* Task material:
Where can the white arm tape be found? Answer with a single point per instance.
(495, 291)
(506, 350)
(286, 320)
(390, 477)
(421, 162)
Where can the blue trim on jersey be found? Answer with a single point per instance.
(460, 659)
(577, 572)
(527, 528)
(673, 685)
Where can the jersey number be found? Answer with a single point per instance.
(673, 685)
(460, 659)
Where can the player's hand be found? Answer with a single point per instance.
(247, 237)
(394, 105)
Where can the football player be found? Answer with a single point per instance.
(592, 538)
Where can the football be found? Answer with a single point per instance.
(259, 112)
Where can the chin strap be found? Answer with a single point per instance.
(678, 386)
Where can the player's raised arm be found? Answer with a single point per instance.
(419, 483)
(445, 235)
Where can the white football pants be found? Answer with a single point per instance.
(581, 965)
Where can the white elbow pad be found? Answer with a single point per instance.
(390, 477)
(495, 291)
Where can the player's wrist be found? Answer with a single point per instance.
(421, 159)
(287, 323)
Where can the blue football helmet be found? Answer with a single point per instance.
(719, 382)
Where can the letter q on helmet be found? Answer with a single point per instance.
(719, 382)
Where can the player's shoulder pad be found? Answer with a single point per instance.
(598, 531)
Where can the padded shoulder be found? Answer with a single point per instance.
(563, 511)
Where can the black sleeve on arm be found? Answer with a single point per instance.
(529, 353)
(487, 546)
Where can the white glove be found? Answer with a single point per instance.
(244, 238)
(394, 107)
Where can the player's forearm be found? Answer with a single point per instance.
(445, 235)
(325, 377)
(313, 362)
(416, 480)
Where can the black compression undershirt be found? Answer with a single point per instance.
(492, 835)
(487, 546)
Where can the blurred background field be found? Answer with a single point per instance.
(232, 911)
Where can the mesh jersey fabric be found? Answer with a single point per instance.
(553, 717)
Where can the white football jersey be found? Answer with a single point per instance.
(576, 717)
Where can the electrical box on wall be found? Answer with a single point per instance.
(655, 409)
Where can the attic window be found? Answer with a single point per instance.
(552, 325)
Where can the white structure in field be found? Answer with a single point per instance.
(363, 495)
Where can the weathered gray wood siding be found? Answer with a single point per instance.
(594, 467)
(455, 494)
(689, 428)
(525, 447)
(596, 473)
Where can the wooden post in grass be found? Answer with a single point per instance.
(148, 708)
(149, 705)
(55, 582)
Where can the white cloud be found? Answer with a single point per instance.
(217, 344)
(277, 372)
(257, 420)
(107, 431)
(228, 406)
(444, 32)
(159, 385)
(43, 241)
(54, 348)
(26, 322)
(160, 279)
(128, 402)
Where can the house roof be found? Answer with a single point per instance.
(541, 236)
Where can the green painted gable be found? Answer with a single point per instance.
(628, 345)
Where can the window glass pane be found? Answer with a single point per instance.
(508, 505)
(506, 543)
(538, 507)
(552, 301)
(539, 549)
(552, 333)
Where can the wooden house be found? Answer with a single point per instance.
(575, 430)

* What the task asks: Repeat each of the records exactly as written.

* Reply to the task:
Where can the white arm tape be found? Answer with a single point per instance.
(495, 291)
(506, 350)
(286, 320)
(390, 477)
(421, 162)
Where can the blue trim on jersey be found? Answer with a single point per instance.
(460, 659)
(577, 572)
(527, 528)
(673, 685)
Where can the jersey number be found? Answer with a single point per instance.
(673, 685)
(460, 659)
Where can the player's hand be found? Answer with a single point per instance.
(247, 237)
(394, 105)
Where can the football player be found? Answer with a single point per instance.
(592, 538)
Where can the football be found? Answer with a single point per instance.
(259, 112)
Where can the chin strap be found? Answer with a single point per instance.
(678, 386)
Where can the player's raised arm be found? Answer with a single point per instance.
(419, 483)
(445, 235)
Where can the white football pants be found? Answer with a single point per instance.
(581, 965)
Where can the white elbow pad be found? Answer with a single point per instance.
(390, 477)
(495, 291)
Where can the player's wrist be found? Answer with a single point per instance.
(421, 159)
(287, 323)
Where can the blue football helmet be found? Answer with a single point per instance.
(719, 382)
Where can the letter q on helmet be found? Answer with a single point per instance.
(719, 382)
Where can the player's shoulder pad be found? Answer with a single point per instance.
(598, 531)
Where can the padded shoulder be found? Answer with a single point per instance.
(563, 511)
Where can the black sleeve on arm be found? Answer with a single point per instance.
(529, 353)
(487, 546)
Where can the white glove be found? Answer with a single point per instance.
(244, 238)
(394, 107)
Where can the player's forearm be found? Answer with a single point per instance.
(445, 235)
(325, 377)
(313, 362)
(416, 480)
Where can the black compression undershirt be found? Answer with a single point per instance.
(492, 835)
(487, 546)
Where can the blurred background field be found? Answer with a single point per instance.
(232, 911)
Where can the mesh jersey fabric be found? Answer with a single point per instance.
(553, 717)
Where can the white football jersey be found? Answer with a single point per instance.
(576, 717)
Where can the electrical box on wall be found? Answer with a single point per instance.
(655, 409)
Where can the attic window be found? Answer with a single point per instance.
(552, 325)
Where can the white structure in field be found? Answer with a single point per instance.
(363, 495)
Where can the weathered gray wood siding be found? Answer with a single point per instance.
(594, 467)
(455, 494)
(689, 428)
(525, 447)
(596, 473)
Where can the wooden post in grass be found? Answer with a single point per instance.
(148, 708)
(149, 705)
(55, 582)
Where can the white cloud be found? Answer with a single point per instance.
(217, 344)
(277, 372)
(257, 420)
(107, 431)
(228, 406)
(444, 32)
(159, 385)
(43, 241)
(54, 348)
(26, 322)
(160, 279)
(128, 402)
Where can the house roof be found? Answer with a single point per instance.
(541, 236)
Where can the green painted gable be found? Answer with a single point per instance.
(628, 345)
Where can the window glass pane be found? Answer with a single point per instance.
(508, 505)
(506, 543)
(538, 507)
(552, 301)
(539, 549)
(552, 333)
Where can the wooden house be found? Answer with a single point per instance.
(575, 430)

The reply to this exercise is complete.